Quote from: fauxpaxfauxreal on November 06, 2009, 07:06:31 PM
If by minority, you mean one of the millions padding his expense account...ok!

Heh.  Grisham was cool, in High School...he knew how to work suspense.

HAH! That's what I meant by "minority", I should have explained better. I meant in the minority of intellectual readers. Fuck it, I'll just go buy the new Danielle Steele, I think I'm hopeless ;)

I agree though, the majority of my Grisham experience was in HS as well, and I was just getting into reading. It was cheap suspense, sometimes with some morality mixed in. It's weird that I still feel compelled to read his stuff, but kind of treat it like junk food for my mind now.
If we could see these many waves that flow through clouds and sunken caves...

fauxpaxfauxreal

Quote from: gainesvillegreen on November 13, 2009, 10:55:39 AM
Besides studying for a maternal-newborn final, this is what I'm currently reading:

Quote
In the late summer of 1831, in a remote section of southeastern Virginia, there took place the only effective, sustained revolt in the annals of American Negro slavery...

The revolt was led by a remarkable Negro preacher named Nat Turner, an educated slave who felt himself divinely ordained to annihilate all the white people in the region.

The Confessions of Nat Turner is narrated by Nat himself as he lingers in jail through the cold autumnal days before his execution. The compelling story ranges over the whole of Nat's Life, reaching its inevitable and shattering climax that bloody day in August.

## What you are asked to do
Duplicate the part of the forum excerpt on reading that begins at the words "I agree though, the" and stops after "my mind now.".

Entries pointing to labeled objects

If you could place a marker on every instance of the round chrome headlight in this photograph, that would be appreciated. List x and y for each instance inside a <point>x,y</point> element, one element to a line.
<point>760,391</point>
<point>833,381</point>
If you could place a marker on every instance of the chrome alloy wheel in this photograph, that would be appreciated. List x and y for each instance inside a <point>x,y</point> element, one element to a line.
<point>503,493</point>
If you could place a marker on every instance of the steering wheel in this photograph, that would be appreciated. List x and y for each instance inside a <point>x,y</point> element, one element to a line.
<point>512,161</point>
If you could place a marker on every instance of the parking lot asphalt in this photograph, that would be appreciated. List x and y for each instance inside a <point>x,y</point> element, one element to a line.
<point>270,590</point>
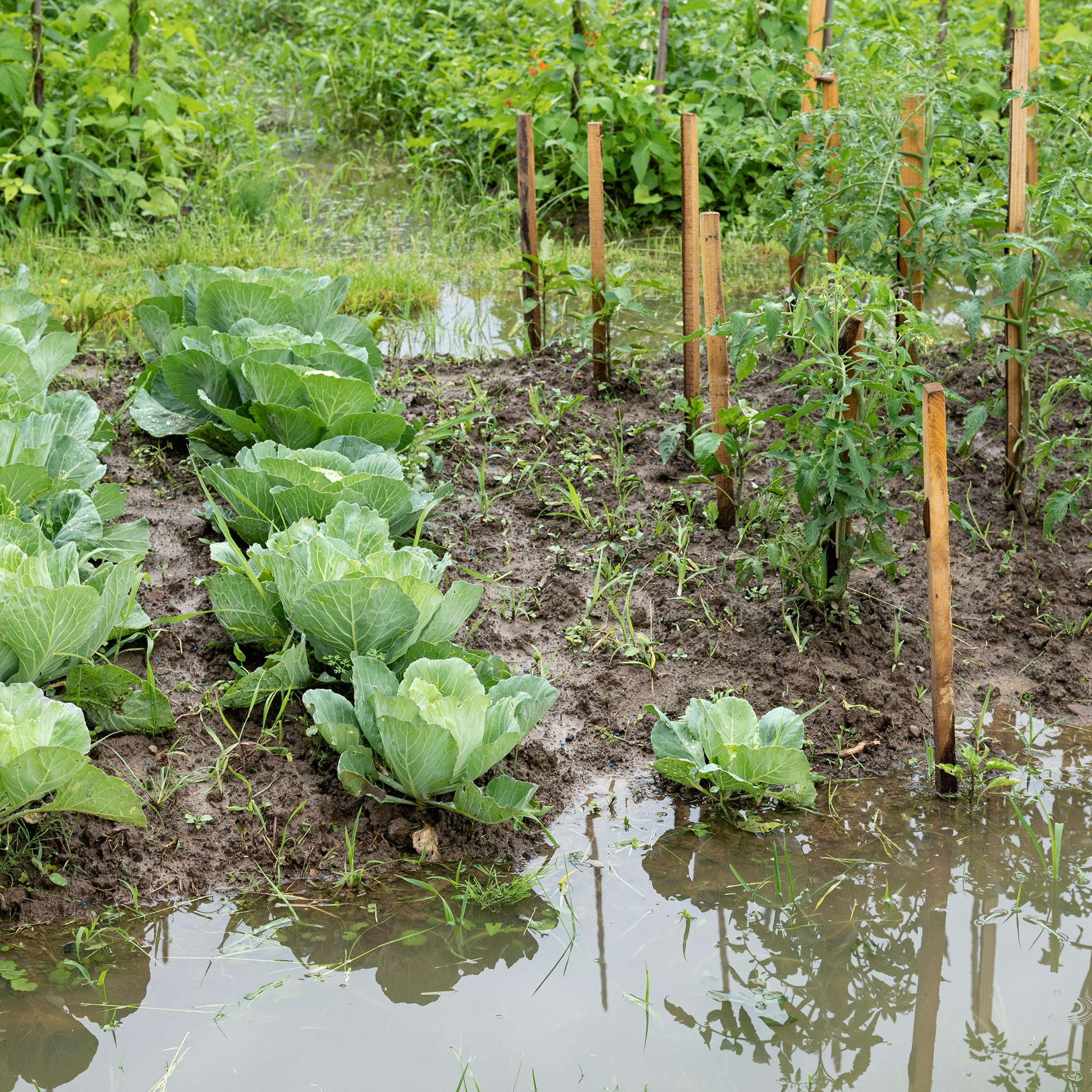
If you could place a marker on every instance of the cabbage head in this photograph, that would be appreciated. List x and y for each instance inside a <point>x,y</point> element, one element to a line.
<point>722,749</point>
<point>44,748</point>
<point>433,735</point>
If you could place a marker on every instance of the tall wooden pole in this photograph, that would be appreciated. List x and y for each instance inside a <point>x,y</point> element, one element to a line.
<point>662,48</point>
<point>833,141</point>
<point>601,364</point>
<point>940,585</point>
<point>1016,225</point>
<point>716,358</point>
<point>39,80</point>
<point>1031,19</point>
<point>691,306</point>
<point>529,228</point>
<point>817,13</point>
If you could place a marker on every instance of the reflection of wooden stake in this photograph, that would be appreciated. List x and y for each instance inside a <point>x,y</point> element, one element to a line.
<point>529,225</point>
<point>596,238</point>
<point>1031,19</point>
<point>716,358</point>
<point>931,961</point>
<point>691,307</point>
<point>1017,219</point>
<point>935,518</point>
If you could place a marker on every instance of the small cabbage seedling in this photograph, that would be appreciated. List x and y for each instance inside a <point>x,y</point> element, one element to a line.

## Completed task
I agree though, the majority of my Grisham experience was in HS as well, and I was just getting into reading. It was cheap suspense, sometimes with some morality mixed in. It's weird that I still feel compelled to read his stuff, but kind of treat it like junk food for my mind now.